* _WORK INSTRUCTION A_
In the forum thread about the obese foster dog, write out the passage that begins at the words "## MyGoldenCharlie (Dec" and stops after "her on Monday.", replacing "petite" with "small".
* _WORK INSTRUCTION B_
In the forum thread about the obese foster dog, what weight does Katie's paperwork show?

* _EXTRACT TO READ_
+++++
# need advice for obese foster girl



## MyGoldenCharlie (Dec 4, 2007)

Just picked Katie up today from a shelter, they say she is around 9 yrs old.

Paperwork shows her at 102 lbs, we think it could be more, it took two people to get her in the car.
She looks like she should be petite girl. She waddles when she walks. No way she is going up steps. How can anyone let their dog gain this much weight? I just don't get it. 

I have vet appointment for her on Monday. 

I have no idea how much she was being fed, probably lots of table scraps & no exercise. I understand about using green beans for weight loss, but to lose THIS much weight? Is the green bean diet okay at any age?

Being this overweight I assume I need to increase exercise gradually

Here are a couple of pictures 





























Can one get THIS big just from overeating or could there be an underlying issue?














Thanks!


----------



## Jackson'sMom (Oct 13, 2007)

That poor girl! Letting a dog get that obese is animal cruelty. She has to be miserable, I'm sure her joints hurt and just moving must be a real challenge. Green beans should be OK for her at any age, along with a reduced calorie food and gentle exercise until she sheds some pounds. I'm sure there are others here who can give you more suggestions. I'd also have a complete thyroid panel done on her to make sure her thyroid is working normally.
+++++
* _MATERIAL SHOWN_
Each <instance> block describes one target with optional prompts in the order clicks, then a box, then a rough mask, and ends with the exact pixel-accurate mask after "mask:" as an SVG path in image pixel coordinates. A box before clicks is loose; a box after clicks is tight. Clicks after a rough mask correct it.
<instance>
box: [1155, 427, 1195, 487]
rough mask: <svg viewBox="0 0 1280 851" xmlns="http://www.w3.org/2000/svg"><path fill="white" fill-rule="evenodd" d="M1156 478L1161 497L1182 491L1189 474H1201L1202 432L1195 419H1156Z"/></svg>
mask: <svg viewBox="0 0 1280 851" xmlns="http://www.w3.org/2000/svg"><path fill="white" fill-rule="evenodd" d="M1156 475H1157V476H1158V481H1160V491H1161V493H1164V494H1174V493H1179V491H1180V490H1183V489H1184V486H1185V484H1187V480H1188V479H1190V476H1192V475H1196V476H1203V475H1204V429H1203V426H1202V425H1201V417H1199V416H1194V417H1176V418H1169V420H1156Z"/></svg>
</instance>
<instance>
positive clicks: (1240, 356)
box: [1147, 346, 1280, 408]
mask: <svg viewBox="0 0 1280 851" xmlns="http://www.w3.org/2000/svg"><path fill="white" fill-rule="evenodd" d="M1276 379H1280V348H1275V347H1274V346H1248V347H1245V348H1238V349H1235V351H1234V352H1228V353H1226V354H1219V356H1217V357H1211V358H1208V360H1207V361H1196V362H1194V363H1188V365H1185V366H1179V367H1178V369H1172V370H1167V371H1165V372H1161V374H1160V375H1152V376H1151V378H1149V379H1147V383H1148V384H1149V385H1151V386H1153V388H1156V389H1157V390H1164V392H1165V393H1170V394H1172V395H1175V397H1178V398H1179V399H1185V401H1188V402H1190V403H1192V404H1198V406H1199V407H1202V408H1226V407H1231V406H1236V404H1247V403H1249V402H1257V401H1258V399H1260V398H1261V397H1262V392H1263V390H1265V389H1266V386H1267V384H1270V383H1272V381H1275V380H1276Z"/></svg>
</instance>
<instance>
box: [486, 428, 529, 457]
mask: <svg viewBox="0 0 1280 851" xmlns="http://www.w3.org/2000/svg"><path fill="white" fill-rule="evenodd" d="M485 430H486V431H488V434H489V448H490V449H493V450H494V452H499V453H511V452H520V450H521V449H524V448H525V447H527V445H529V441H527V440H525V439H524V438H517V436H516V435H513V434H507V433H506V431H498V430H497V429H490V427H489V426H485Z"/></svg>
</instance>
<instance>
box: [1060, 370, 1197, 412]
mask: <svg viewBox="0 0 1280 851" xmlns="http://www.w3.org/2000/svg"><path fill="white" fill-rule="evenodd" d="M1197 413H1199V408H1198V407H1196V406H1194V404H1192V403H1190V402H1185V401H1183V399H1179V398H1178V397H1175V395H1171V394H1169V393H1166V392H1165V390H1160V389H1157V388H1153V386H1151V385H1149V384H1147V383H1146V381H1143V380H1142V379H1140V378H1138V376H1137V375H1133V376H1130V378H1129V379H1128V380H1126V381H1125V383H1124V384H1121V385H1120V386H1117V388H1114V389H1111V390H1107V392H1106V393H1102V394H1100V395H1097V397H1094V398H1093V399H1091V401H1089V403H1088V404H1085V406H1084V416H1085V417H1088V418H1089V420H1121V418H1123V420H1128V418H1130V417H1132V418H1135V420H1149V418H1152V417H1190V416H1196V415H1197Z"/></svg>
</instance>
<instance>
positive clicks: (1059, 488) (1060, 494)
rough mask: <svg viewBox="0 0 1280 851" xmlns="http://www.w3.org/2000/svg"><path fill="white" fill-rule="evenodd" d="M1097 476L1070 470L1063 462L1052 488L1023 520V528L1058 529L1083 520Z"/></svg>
+++++
* _RESPONSE BOX A_
## MyGoldenCharlie (Dec 4, 2007)

Just picked Katie up today from a shelter, they say she is around 9 yrs old.

Paperwork shows her at 102 lbs, we think it could be more, it took two people to get her in the car.
She looks like she should be small girl. She waddles when she walks. No way she is going up steps. How can anyone let their dog gain this much weight? I just don't get it. 

I have vet appointment for her on Monday.

* _RESPONSE BOX B_
102 lbs.